• **Document text**
Emma Slade reviews limitation in professional negligence actions.

One of the most common types of professional negligence claim arises where a solicitor misses a limitation period. The Limitation Act 1980 sets out what the relevant limitation periods are and for negligence claims, there is a strict 6 year time limit from the date of the act of negligence (or three years from date of knowledge) in which to bring a claim. However, identifying when the negligence occurred isnt always straightforward.

The recent 2011 case of Lane –v- Cullen Solicitors illustrates the problems that can arise..

In this case, Mrs Eason died in 1997. She had made a Will in 1993 but it was subsequently found to be invalid and so she was considered to have died intestate. As a result, her Estate was to be divided between her two brothers – John and Frederick Lane – and the two children of her late sister – Paul Hobson and Ann Hannah.

In 1998, Mrs Hannah commenced a claim against the Estate saying that she had a right to the whole of the Estate. Unfortunately, her Legal Aid was revoked in 1999 and so she was unable to continue with the claim. However, it was clear that John Lane, who had been appointed the Administrator of his sister’s Estate, was aware that Mrs Hannah felt she had a greater interest in the Estate.

By 2001, John Lane had finalised the Estate and distributed it amongst the beneficiaries. Not long later, Mrs Hannah issued proceedings against the Estate again, claiming the entirety of the Estate. In 2002, the Court ordered that she was in fact entitled to the whole Estate and ordered John and Frederick Lane repay the legacies they had received the year before. Frederick failed to pay up and in 2005, the Court ordered that as Administrator, John was liable. John issued proceedings against the solicitors who had been assisting him with the Estate for professional negligence.

John’s argument was that, although he had been aware of Mrs Hannah’s potential claim, it wasn’t until 2002 when the Court ordered that the Estate belonged to her, that her loss actually crystallised. Until then, it had only been a mere possibility and so the correct date for limitation purposes was 2002.

• **Written task A**
Please answer these questions from the limitation article:
(i) What strict time limit applies to negligence claims from the date of the act of negligence?
(ii) In what year did Mrs Eason die?
(iii) In what year was Mrs Hannah's Legal Aid revoked?
• **Written task B**
Reproduce the passage of the limitation article that opens with the words "John’s argument was" and closes with "purposes was 2002.".

[Position identification records]

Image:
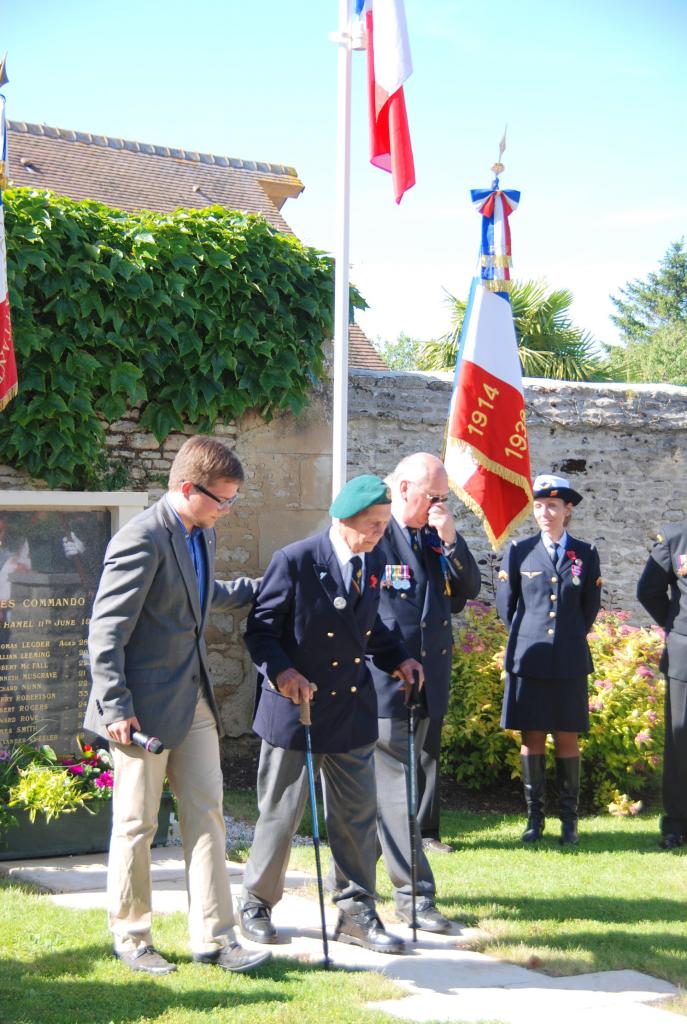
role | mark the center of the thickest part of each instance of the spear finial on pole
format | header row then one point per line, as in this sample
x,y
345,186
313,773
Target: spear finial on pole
x,y
499,168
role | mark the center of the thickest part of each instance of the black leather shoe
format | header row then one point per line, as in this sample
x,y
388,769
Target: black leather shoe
x,y
365,929
256,923
671,841
427,919
569,835
146,960
533,829
233,957
436,846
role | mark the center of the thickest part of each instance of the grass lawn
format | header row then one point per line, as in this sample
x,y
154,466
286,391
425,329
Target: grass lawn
x,y
614,902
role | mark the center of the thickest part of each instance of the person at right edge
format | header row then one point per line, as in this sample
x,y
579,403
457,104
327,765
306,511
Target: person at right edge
x,y
549,595
662,591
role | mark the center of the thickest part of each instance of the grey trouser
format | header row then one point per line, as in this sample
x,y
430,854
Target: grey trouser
x,y
350,807
392,818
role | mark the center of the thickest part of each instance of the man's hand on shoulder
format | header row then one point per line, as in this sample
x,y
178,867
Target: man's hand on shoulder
x,y
121,731
291,684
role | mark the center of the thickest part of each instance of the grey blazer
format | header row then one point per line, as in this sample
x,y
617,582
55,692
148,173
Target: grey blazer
x,y
145,642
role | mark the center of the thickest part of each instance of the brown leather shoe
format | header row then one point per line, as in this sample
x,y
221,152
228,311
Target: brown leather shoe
x,y
365,929
146,960
427,918
233,957
436,846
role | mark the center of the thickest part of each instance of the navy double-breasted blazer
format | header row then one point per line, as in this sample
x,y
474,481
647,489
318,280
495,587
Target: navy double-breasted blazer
x,y
662,591
304,619
547,613
421,614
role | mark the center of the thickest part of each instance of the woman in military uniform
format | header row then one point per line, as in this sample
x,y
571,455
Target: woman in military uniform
x,y
549,595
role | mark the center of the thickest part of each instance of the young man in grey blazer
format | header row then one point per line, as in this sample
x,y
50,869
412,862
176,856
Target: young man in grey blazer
x,y
149,673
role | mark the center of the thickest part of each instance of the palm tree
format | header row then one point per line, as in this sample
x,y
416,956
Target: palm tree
x,y
549,343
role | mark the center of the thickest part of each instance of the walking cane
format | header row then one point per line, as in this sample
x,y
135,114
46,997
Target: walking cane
x,y
306,722
412,704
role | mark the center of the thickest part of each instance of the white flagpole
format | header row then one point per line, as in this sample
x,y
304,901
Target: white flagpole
x,y
341,297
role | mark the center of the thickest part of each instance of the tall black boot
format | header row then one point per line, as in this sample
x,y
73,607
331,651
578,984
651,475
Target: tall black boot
x,y
533,781
567,770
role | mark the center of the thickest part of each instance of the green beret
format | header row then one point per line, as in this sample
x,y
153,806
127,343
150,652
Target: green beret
x,y
358,495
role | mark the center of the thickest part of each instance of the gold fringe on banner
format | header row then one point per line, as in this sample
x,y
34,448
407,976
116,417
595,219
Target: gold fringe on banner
x,y
497,260
498,286
8,397
507,474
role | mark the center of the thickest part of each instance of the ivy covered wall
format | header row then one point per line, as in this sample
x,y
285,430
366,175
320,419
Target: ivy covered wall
x,y
192,317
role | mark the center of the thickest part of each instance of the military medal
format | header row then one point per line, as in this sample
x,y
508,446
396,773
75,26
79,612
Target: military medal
x,y
396,577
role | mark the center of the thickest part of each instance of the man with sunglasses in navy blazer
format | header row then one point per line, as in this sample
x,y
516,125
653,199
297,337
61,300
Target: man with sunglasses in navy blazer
x,y
429,574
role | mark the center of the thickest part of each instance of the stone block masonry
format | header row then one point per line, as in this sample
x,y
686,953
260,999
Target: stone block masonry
x,y
623,448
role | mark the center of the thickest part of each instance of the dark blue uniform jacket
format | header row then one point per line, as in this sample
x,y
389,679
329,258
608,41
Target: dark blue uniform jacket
x,y
548,615
421,614
662,591
295,624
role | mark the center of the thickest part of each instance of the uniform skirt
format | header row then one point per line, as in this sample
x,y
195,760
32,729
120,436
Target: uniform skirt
x,y
546,705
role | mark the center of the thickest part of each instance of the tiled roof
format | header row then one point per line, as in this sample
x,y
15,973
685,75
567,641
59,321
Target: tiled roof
x,y
136,175
361,353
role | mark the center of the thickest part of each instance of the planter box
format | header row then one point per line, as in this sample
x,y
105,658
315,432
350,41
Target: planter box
x,y
71,834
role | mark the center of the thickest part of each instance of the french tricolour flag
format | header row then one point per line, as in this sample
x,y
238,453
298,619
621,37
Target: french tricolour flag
x,y
487,452
7,364
389,66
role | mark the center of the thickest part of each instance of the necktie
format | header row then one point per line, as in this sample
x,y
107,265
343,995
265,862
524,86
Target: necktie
x,y
355,580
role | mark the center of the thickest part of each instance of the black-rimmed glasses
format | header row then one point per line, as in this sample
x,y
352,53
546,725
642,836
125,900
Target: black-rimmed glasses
x,y
432,499
222,503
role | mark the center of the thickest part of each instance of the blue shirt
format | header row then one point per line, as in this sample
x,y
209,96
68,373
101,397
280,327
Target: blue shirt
x,y
197,551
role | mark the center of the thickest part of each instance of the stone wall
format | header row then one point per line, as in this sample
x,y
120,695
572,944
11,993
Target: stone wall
x,y
623,449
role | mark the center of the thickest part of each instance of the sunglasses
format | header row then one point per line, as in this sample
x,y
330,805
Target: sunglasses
x,y
222,503
432,499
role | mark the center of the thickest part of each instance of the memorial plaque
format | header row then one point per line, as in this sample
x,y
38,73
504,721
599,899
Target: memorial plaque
x,y
50,564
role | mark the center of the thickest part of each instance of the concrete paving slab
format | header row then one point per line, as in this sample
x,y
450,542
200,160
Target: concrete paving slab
x,y
443,980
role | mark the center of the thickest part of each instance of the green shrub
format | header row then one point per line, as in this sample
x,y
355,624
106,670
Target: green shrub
x,y
621,753
192,316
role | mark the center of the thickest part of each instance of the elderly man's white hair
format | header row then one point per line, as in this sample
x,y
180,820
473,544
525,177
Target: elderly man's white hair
x,y
417,467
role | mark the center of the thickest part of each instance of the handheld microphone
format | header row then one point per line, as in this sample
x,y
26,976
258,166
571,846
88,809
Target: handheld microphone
x,y
149,743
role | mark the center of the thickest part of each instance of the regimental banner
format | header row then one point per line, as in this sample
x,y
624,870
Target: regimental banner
x,y
8,383
486,453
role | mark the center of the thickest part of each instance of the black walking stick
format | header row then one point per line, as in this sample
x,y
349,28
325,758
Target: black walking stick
x,y
412,701
306,722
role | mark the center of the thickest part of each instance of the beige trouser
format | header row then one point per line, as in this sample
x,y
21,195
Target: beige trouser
x,y
196,778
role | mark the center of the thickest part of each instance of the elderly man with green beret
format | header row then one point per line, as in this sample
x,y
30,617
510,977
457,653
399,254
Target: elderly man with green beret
x,y
314,621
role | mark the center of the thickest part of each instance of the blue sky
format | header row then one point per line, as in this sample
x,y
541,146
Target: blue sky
x,y
593,92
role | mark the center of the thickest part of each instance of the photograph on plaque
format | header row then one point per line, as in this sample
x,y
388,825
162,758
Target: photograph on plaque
x,y
50,562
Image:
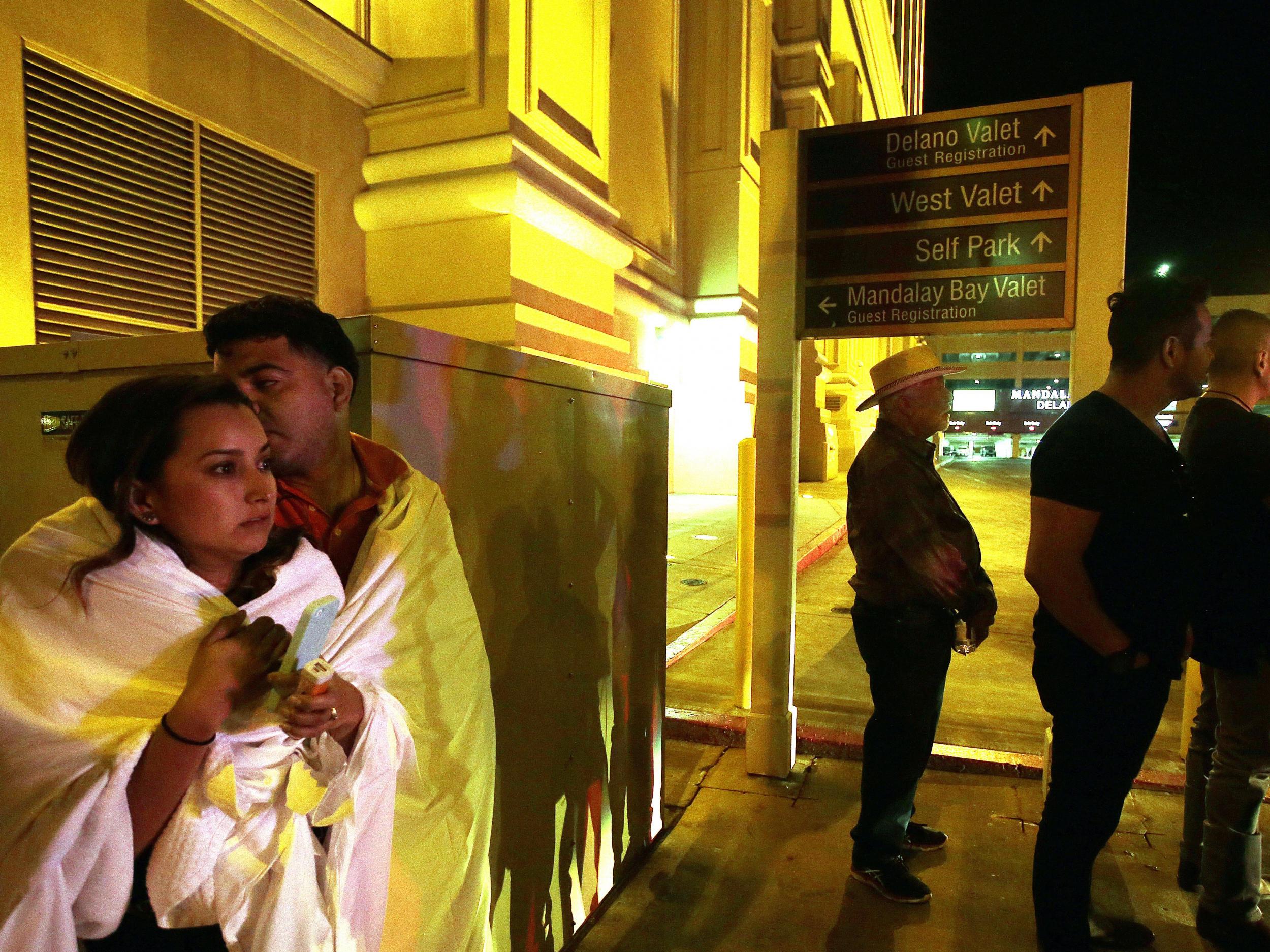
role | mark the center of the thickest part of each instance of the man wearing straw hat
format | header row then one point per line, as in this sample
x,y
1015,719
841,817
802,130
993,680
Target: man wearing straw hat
x,y
917,573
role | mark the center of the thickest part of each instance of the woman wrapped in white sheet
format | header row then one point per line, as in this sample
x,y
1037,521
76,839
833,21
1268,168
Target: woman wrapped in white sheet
x,y
150,800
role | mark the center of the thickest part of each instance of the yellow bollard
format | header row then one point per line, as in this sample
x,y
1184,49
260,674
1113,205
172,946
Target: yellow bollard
x,y
1193,687
745,625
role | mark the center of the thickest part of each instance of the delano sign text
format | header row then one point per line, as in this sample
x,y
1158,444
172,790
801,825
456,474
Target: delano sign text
x,y
954,223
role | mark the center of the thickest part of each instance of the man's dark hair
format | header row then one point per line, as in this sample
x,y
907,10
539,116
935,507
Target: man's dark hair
x,y
1237,335
1150,311
306,328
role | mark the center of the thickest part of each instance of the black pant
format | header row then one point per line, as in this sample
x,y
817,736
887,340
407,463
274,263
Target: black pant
x,y
1104,724
906,652
140,930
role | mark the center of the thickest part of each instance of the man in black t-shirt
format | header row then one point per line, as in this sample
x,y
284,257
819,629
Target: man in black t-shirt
x,y
1227,450
1110,556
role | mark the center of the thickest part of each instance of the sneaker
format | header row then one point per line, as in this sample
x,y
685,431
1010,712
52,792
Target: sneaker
x,y
893,880
924,838
1239,936
1106,932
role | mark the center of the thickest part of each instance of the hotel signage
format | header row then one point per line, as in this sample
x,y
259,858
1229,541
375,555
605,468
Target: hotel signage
x,y
948,223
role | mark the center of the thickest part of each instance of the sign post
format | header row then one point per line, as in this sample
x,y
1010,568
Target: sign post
x,y
948,223
962,221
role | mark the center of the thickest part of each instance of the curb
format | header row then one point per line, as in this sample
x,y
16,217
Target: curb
x,y
725,615
729,730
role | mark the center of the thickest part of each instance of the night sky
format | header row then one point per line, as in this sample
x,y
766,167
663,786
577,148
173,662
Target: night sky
x,y
1199,167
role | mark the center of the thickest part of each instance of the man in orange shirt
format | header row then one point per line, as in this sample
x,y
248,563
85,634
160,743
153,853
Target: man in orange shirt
x,y
300,370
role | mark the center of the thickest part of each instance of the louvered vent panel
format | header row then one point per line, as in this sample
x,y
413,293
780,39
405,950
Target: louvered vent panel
x,y
258,217
112,207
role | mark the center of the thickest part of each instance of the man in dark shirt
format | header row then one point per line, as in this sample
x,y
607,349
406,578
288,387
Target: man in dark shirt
x,y
917,573
1227,451
1110,556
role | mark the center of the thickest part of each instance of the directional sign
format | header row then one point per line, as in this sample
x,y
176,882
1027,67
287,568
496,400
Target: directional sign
x,y
991,245
953,223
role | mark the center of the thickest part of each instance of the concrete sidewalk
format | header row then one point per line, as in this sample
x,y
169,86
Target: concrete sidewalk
x,y
763,866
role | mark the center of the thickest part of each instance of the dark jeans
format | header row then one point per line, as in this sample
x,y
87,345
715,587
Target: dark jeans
x,y
1103,727
1199,763
906,652
140,930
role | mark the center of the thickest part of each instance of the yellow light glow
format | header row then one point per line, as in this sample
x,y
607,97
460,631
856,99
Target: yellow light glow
x,y
727,304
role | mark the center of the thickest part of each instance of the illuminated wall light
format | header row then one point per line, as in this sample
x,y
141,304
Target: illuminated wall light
x,y
728,304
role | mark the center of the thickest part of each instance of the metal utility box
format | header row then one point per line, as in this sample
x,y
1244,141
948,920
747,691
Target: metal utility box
x,y
557,483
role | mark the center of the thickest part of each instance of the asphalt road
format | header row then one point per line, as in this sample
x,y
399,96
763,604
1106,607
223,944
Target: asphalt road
x,y
991,700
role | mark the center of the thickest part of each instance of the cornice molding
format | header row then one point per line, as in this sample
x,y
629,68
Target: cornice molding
x,y
305,37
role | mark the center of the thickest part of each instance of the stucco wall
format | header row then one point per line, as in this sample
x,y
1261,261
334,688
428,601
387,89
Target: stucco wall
x,y
186,59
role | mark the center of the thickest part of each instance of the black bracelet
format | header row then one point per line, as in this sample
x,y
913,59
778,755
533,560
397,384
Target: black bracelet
x,y
163,722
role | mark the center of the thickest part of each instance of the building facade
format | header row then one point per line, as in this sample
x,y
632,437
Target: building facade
x,y
576,178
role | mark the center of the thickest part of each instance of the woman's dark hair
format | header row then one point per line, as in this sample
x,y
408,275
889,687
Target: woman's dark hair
x,y
128,437
305,325
1150,311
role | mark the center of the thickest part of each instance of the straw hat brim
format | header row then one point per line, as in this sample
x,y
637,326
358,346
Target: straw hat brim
x,y
903,383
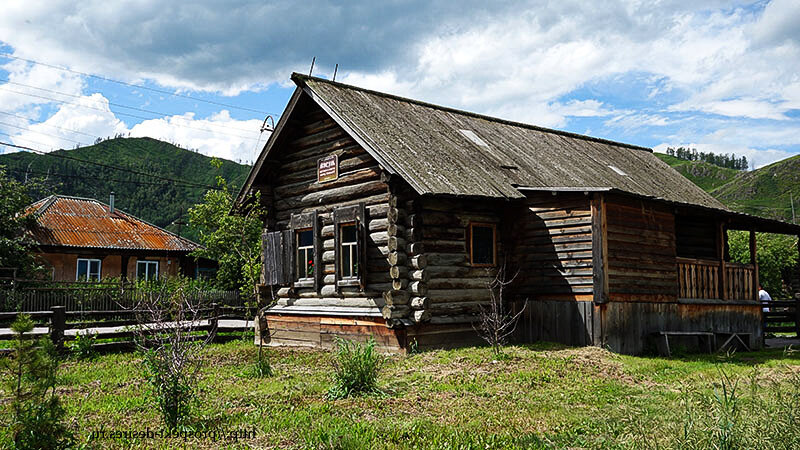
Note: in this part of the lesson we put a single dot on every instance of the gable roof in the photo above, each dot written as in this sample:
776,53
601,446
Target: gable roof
86,223
445,151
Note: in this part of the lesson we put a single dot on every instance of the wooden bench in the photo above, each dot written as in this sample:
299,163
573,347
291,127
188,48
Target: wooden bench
708,335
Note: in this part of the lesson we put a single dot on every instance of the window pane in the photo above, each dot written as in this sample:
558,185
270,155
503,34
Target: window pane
83,267
305,238
482,245
348,233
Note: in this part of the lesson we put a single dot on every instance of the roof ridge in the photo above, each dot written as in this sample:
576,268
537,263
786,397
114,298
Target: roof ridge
300,78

• **Full output A**
(i) 6 years
(ii) 1997
(iii) 1999

• **Full output B**
John’s argument was that, although he had been aware of Mrs Hannah’s potential claim, it wasn’t until 2002 when the Court ordered that the Estate belonged to her, that her loss actually crystallised. Until then, it had only been a mere possibility and so the correct date for limitation purposes was 2002.